→ **Records for the task**
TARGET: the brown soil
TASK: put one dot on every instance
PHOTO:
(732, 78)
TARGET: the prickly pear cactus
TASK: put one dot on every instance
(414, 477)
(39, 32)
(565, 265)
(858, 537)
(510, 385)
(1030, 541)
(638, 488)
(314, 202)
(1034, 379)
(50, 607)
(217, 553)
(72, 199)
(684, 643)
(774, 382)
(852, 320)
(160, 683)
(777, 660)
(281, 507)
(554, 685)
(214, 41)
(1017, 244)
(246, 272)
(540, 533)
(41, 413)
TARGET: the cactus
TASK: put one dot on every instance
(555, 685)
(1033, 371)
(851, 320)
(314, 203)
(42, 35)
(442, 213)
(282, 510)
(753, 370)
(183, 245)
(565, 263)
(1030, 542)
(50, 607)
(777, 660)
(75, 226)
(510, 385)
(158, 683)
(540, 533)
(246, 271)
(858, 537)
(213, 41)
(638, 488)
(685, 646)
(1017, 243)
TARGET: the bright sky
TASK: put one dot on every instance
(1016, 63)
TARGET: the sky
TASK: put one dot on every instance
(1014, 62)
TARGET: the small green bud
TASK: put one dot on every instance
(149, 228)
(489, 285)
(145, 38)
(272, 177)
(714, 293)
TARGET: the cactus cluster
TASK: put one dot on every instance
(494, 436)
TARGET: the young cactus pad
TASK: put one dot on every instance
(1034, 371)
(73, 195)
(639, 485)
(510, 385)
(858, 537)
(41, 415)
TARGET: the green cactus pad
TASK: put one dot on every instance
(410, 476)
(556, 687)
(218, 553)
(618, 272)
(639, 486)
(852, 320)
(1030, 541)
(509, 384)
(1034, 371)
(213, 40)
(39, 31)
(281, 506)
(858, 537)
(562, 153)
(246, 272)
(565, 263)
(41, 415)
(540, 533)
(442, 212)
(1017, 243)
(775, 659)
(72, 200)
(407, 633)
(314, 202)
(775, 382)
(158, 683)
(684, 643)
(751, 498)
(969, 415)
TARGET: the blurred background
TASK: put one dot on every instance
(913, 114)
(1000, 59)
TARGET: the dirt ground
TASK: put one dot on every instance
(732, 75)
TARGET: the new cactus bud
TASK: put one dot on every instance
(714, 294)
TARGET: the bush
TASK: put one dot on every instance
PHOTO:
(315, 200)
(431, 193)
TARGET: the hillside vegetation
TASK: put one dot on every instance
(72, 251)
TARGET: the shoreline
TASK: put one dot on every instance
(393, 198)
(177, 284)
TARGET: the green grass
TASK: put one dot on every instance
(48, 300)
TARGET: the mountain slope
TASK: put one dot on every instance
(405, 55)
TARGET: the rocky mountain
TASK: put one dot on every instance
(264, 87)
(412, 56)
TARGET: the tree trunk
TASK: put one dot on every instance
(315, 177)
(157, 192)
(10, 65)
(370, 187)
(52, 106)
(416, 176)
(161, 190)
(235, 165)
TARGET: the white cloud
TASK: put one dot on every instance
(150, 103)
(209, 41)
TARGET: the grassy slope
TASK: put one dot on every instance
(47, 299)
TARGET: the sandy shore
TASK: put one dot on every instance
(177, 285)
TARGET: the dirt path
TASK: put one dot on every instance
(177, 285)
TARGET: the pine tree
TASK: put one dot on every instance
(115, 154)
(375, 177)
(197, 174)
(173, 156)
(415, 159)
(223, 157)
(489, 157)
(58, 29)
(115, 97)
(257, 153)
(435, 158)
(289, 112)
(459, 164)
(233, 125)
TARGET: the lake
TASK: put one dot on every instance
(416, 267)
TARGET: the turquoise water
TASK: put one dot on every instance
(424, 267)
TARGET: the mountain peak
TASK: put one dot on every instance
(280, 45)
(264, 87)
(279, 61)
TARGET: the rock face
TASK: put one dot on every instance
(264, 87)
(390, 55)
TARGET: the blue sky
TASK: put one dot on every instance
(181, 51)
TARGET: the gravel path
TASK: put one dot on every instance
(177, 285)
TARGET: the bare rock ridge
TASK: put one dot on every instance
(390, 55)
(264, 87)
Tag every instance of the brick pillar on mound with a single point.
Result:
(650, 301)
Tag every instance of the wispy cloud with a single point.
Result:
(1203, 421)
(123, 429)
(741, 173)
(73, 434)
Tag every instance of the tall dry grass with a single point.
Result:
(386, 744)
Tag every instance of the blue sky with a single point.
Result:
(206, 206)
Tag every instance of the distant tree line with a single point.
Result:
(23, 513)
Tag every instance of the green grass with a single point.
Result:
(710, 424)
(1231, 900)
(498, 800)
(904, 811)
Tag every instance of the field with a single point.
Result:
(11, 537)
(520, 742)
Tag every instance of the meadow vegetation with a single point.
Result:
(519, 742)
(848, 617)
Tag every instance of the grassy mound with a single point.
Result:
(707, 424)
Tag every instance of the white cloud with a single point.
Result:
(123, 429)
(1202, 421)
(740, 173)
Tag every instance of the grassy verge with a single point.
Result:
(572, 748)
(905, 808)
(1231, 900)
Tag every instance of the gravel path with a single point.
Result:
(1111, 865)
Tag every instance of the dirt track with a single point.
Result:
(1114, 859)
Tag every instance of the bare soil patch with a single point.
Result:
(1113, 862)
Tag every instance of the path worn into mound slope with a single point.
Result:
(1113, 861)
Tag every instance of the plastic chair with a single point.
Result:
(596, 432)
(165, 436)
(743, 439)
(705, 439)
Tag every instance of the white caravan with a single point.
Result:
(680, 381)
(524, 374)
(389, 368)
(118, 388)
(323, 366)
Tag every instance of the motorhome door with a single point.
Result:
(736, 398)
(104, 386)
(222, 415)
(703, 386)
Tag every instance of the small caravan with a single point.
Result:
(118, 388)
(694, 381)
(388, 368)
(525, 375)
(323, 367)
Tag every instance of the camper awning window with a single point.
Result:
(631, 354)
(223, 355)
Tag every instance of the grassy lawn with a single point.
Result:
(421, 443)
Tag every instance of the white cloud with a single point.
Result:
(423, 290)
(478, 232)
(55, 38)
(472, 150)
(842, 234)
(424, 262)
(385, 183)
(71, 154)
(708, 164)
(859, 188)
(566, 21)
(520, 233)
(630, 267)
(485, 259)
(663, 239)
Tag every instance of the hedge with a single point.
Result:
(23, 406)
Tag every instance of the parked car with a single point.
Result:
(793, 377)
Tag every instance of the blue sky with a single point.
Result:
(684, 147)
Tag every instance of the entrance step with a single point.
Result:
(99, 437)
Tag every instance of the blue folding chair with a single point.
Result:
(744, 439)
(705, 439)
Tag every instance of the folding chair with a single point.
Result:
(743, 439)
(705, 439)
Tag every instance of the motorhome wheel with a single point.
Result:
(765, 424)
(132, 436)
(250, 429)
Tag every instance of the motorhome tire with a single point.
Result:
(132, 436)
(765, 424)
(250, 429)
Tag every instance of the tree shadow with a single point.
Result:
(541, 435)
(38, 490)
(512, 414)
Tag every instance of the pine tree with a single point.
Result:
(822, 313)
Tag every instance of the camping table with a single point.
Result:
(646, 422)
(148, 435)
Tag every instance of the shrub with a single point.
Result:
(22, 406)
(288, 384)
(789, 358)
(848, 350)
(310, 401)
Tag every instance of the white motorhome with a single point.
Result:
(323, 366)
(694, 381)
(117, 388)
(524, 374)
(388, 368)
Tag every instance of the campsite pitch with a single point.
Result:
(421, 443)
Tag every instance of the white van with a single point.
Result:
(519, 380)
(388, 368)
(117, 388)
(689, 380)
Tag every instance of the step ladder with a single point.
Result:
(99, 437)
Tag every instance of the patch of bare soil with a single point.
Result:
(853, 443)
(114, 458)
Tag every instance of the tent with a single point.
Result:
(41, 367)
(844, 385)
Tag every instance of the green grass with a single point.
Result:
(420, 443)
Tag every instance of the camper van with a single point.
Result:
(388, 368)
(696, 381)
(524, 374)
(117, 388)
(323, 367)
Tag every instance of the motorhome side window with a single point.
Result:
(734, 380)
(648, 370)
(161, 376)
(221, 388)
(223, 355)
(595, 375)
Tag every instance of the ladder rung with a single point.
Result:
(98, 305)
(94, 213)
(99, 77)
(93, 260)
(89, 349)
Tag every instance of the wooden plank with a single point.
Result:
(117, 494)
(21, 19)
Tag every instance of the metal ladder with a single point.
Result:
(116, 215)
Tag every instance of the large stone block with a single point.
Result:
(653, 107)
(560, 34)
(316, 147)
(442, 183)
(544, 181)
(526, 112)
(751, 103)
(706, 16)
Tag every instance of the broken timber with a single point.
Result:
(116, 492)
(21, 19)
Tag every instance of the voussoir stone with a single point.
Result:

→ **Exercise description**
Read through the material above, and whenever a line contains "small", copy it.

→ **Answer to the problem**
TARGET: the small green bud
Tag every instance of the small caravan with a single point.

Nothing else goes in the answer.